Find the line containing "h-beam in the photo above." in the entries; transcribe it and all remaining lines through the end, exactly as they appear, but not the pictures.

* START Entries provided *

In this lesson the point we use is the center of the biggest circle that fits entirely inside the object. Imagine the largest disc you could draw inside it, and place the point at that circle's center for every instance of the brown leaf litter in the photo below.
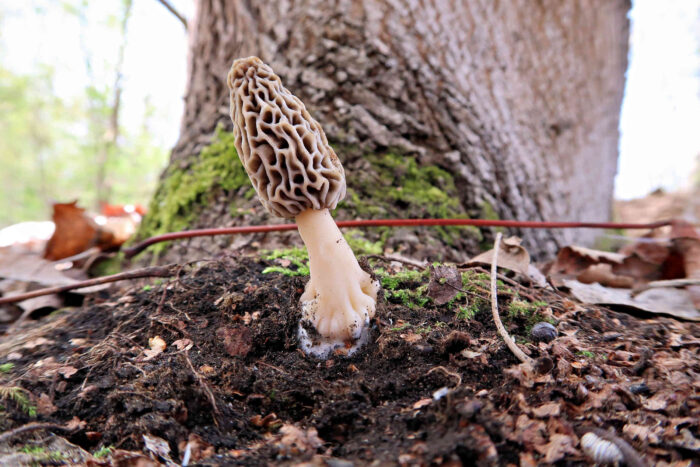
(229, 385)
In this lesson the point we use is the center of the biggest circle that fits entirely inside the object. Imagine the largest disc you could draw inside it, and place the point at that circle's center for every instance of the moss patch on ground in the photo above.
(183, 192)
(398, 186)
(407, 287)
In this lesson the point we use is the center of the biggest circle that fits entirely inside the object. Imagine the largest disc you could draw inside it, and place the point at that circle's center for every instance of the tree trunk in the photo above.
(515, 102)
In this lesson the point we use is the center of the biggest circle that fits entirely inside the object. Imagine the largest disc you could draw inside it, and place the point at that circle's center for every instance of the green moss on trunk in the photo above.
(183, 192)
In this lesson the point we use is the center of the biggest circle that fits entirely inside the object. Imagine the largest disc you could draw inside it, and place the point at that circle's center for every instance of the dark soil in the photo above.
(244, 394)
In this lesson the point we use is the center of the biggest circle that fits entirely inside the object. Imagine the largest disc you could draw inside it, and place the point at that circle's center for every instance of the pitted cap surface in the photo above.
(283, 149)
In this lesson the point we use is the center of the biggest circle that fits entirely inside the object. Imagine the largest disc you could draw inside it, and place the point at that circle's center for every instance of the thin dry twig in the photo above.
(205, 387)
(494, 309)
(157, 271)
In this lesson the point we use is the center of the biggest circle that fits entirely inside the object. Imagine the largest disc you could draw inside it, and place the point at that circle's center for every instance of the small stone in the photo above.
(543, 332)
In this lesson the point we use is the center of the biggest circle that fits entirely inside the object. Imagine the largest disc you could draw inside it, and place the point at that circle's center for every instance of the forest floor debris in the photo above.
(224, 381)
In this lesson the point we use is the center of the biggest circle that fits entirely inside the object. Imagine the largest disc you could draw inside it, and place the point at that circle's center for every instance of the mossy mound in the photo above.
(213, 190)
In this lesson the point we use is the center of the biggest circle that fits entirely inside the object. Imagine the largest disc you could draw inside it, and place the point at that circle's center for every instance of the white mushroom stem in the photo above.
(340, 298)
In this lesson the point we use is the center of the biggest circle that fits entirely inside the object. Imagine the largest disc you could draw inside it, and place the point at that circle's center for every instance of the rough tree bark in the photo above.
(518, 100)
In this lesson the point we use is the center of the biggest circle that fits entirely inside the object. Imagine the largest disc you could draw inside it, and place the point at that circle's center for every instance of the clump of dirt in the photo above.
(206, 367)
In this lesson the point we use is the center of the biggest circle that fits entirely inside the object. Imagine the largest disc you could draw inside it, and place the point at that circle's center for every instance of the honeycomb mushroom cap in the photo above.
(283, 149)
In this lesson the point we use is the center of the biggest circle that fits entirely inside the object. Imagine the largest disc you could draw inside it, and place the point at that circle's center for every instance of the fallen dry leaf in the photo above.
(643, 433)
(602, 273)
(295, 440)
(159, 447)
(422, 403)
(550, 409)
(182, 344)
(673, 302)
(75, 232)
(44, 406)
(558, 447)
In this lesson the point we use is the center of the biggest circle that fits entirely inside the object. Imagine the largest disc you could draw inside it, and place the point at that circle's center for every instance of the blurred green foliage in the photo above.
(53, 148)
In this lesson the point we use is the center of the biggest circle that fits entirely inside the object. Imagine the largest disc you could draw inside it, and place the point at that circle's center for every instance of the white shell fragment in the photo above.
(283, 149)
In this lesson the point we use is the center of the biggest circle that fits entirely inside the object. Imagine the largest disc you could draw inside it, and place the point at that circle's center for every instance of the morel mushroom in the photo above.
(297, 174)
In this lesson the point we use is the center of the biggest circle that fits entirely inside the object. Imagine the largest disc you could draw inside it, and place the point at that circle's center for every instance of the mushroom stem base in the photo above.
(340, 298)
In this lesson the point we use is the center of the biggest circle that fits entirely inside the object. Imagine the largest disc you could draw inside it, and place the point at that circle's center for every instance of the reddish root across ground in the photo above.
(247, 229)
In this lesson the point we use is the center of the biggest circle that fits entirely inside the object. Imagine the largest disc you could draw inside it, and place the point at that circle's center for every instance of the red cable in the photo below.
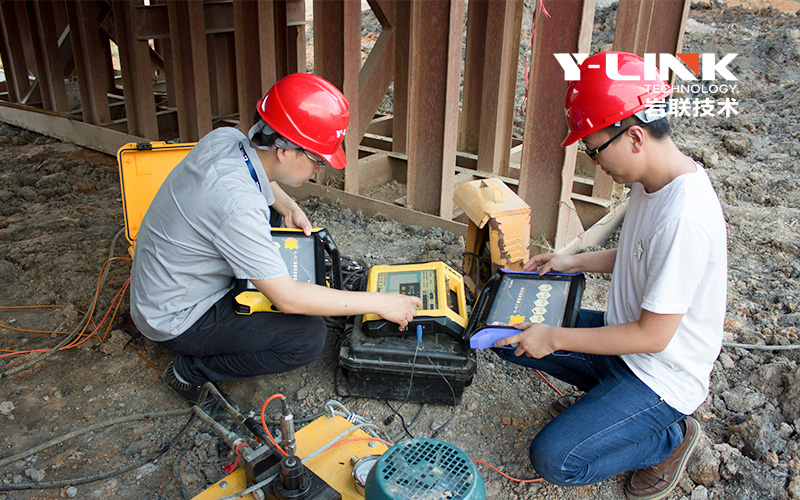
(506, 475)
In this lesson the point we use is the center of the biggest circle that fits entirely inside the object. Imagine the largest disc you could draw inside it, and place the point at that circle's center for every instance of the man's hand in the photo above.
(547, 262)
(296, 218)
(535, 340)
(398, 308)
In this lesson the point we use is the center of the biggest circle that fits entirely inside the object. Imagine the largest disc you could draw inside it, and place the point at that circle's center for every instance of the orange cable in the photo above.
(117, 296)
(506, 475)
(549, 383)
(78, 342)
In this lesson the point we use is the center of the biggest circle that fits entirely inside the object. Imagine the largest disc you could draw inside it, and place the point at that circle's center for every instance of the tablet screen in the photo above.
(520, 299)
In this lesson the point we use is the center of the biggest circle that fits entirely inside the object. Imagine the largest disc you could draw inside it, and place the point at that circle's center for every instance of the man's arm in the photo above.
(293, 215)
(650, 333)
(296, 297)
(601, 261)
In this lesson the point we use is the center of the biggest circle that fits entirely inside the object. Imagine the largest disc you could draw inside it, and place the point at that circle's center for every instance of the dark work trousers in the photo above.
(223, 345)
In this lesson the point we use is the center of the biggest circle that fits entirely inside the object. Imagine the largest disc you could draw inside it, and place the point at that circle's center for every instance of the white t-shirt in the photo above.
(672, 259)
(208, 224)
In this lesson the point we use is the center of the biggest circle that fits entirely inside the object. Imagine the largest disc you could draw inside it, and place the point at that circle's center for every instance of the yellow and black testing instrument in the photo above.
(310, 259)
(511, 297)
(441, 289)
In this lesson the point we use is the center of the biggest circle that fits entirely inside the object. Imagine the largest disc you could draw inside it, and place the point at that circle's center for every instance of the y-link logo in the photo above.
(706, 66)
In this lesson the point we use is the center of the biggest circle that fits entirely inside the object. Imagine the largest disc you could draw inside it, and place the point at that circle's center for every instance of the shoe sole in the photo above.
(681, 467)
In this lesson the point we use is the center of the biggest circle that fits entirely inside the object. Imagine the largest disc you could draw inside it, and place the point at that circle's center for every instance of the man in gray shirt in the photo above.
(209, 224)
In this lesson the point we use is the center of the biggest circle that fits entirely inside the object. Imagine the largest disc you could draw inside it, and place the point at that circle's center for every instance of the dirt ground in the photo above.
(60, 209)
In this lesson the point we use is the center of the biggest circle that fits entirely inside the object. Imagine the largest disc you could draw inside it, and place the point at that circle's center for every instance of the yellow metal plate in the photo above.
(333, 466)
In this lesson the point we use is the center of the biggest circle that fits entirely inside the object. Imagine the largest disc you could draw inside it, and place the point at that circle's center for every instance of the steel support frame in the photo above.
(137, 73)
(92, 61)
(434, 96)
(547, 169)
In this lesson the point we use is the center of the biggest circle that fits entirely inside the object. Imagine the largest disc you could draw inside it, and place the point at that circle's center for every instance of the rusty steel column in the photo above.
(547, 169)
(13, 53)
(253, 31)
(337, 58)
(91, 65)
(190, 68)
(137, 73)
(402, 74)
(651, 26)
(50, 78)
(436, 32)
(377, 72)
(499, 86)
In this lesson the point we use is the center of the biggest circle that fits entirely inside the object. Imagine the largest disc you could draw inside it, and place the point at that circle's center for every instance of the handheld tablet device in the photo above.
(441, 289)
(511, 297)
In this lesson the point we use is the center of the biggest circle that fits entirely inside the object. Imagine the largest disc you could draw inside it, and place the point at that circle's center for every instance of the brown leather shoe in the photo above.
(657, 481)
(562, 403)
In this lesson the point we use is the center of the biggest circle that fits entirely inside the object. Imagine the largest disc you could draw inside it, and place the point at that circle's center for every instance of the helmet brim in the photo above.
(337, 160)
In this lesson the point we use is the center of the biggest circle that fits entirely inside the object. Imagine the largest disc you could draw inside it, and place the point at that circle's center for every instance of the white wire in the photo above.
(759, 347)
(337, 438)
(250, 489)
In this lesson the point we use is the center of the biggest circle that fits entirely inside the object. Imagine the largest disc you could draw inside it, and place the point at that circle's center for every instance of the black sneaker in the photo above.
(191, 393)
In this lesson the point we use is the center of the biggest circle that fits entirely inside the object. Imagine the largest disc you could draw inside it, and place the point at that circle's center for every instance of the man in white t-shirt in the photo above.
(645, 366)
(209, 224)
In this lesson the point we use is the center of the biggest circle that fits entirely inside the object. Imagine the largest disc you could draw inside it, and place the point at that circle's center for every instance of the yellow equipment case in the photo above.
(144, 166)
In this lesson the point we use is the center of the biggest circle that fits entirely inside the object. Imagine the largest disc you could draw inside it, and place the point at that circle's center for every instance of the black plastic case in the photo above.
(393, 368)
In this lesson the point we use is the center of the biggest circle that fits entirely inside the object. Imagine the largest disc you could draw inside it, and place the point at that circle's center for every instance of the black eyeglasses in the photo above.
(314, 159)
(592, 153)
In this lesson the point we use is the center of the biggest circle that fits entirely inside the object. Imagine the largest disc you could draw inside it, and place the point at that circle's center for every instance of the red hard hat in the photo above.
(596, 101)
(310, 112)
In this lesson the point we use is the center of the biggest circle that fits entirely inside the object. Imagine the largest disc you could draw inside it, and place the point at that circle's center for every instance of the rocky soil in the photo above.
(60, 209)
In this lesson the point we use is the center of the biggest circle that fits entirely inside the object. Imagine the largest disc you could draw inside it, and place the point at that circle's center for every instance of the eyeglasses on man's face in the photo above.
(593, 152)
(318, 161)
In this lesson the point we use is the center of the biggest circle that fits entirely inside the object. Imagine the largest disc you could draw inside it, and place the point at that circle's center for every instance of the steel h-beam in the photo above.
(254, 32)
(433, 123)
(636, 32)
(337, 58)
(41, 17)
(190, 68)
(137, 73)
(91, 64)
(13, 53)
(547, 169)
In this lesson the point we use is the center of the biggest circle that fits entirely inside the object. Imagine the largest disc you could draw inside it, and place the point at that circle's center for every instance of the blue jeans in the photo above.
(619, 425)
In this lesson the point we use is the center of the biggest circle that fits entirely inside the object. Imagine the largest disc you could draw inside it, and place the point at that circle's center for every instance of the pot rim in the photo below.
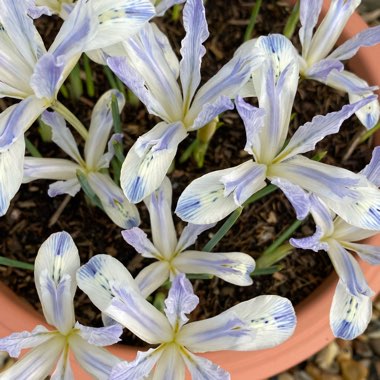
(313, 329)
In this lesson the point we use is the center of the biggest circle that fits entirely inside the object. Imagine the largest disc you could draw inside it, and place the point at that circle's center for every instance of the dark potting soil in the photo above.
(33, 215)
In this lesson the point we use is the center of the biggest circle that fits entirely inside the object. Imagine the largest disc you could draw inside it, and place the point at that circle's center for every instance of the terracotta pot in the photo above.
(313, 329)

* END Entries provided *

Problem solution:
In this lesson the point we use is the center of the biggest circle that fits entirely inside the object. Imagine the largest disc you could draw inside it, and place the point at that circle's center for every instance of the steel h-beam in the photo above.
(254, 32)
(433, 123)
(636, 32)
(337, 58)
(41, 17)
(190, 68)
(137, 73)
(91, 64)
(13, 53)
(547, 169)
In this lesson the point we use is the center of the biggest circle that fits entirely inside the object. Imagine the largest disc you could draw inside it, and place the point at that circle's center for every instance of the blue jeans in the photo above.
(619, 425)
In this lesson the point we use is the center of the biggest circle that fits entirely inside the object. Imagine the largest disc you could draw inside it, and place the point at that circle's center for every instance of the pot rim in the photo below.
(313, 329)
In this lesson the point we use is the center of the biggest circle that fits entirely inside the object. Imagine the largest disc you could draw inside it, and place the point at that circle's center for every instance of the dark potting soil in the photo above.
(33, 215)
In this lesson the point we use is the center of the biggest circle that fits entirely inside the object. Imagine the largest disc you could draw inside it, and place the point at that circle's center for every instance of the terracotta pot in the photo above.
(313, 329)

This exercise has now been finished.